__READING PASSAGE__.

----

To facilitate coordination with the independent directors and to ensure the exercise of independent judgment by our Board of Directors, our Board of Directors appointed John V. Murphy to serve as the Lead Independent Director. Mr. Murphy is also the Chair of the Compensation Committee.

The Lead Independent Director’s duties include:

presiding at meetings of our Board of Directors in the absence of or at the request of the Chairman of the Board, or in any situation in which the Chairman of the Board may be perceived to have a conflict;

coordinating the flow of information to and among independent directors;

reviewing and approving all Board meeting agendas;

soliciting from other independent directors comments or suggestions related to Board operations, including the flow of information to directors, the setting of meeting agendas and the establishment of the schedule of Board meetings and communicating those suggestions to the Chairman;

serving as the liaison between the independent directors and the Chairman and as the representative of the independent directors in communications with the Chairman of the Board and management outside of regular Board meetings;

leading, with the assistance of the Nominating & Corporate Governance Committee, our Board’s annual evaluation process;

serving as liaison and providing direction to advisers and consultants retained by the independent directors; and

assisting the Chairman of the Board in integrating into the Board newly elected independent directors.

----

__PROVIDED MATERIAL__.
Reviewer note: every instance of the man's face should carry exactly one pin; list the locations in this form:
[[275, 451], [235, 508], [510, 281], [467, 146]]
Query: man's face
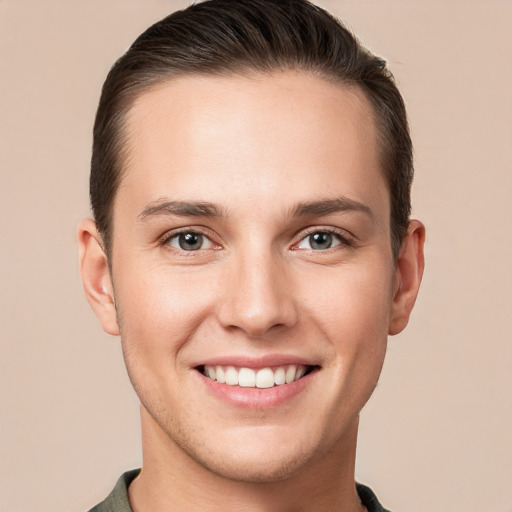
[[251, 239]]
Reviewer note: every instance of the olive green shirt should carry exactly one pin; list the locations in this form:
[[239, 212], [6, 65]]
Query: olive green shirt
[[117, 500]]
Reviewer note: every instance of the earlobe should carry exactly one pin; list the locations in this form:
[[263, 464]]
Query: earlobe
[[409, 271], [96, 276]]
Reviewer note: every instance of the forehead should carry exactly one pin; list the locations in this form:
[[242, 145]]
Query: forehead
[[209, 135]]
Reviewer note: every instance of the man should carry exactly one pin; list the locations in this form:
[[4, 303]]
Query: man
[[252, 247]]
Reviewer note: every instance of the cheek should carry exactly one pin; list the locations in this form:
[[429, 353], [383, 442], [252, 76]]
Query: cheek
[[159, 310], [352, 304]]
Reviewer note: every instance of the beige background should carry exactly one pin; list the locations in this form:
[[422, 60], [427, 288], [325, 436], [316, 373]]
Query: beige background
[[436, 436]]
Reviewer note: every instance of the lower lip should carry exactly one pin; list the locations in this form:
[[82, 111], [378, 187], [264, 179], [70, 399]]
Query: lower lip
[[256, 398]]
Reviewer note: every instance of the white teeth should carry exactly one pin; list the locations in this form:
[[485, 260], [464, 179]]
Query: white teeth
[[221, 375], [250, 378], [279, 376], [265, 378], [246, 378], [301, 370], [290, 373], [231, 376]]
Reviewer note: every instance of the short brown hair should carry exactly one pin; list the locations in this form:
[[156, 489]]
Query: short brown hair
[[232, 36]]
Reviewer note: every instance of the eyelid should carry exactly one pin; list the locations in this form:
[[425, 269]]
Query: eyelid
[[345, 238], [168, 235]]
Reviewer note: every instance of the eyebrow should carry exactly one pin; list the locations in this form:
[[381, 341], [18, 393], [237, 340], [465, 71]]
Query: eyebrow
[[328, 206], [207, 209], [181, 209]]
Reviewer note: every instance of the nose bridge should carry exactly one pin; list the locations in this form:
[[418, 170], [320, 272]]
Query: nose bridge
[[258, 295]]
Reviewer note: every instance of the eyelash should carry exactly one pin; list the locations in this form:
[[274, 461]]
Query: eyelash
[[340, 235], [345, 239]]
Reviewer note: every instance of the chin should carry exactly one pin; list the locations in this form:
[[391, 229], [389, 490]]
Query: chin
[[255, 467]]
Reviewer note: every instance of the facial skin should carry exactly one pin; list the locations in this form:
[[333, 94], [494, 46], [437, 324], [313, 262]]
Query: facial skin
[[256, 166]]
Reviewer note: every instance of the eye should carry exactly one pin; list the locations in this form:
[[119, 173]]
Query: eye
[[319, 241], [189, 241]]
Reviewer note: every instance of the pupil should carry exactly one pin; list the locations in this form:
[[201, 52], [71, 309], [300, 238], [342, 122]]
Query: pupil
[[321, 240], [190, 241]]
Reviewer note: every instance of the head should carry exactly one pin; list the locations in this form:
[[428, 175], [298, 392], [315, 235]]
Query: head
[[250, 184], [226, 37]]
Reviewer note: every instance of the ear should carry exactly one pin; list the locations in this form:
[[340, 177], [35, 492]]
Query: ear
[[96, 276], [409, 271]]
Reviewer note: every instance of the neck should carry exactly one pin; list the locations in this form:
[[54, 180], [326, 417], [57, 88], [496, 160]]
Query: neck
[[172, 480]]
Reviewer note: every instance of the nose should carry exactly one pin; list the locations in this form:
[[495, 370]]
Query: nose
[[258, 296]]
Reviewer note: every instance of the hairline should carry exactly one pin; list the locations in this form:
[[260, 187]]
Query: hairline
[[129, 97]]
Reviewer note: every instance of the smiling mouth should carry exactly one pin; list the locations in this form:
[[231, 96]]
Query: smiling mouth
[[261, 378]]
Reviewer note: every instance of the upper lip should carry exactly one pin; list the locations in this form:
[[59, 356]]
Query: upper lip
[[245, 361]]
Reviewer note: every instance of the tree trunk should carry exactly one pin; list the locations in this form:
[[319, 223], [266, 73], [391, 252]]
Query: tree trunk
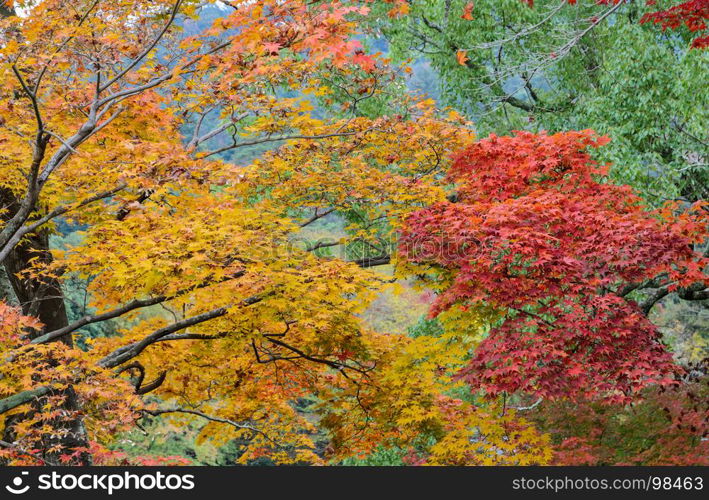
[[44, 299]]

----

__WHAT IS EXPECTED__. Rewrite the Lead Independent Director passage from "serving as liaison" to "elected independent directors.", changing "consultants" to "outside experts". The entries have no connection to the Lead Independent Director passage.

__SOLUTION TO THIS EXERCISE__.
serving as liaison and providing direction to advisers and outside experts retained by the independent directors; and

assisting the Chairman of the Board in integrating into the Board newly elected independent directors.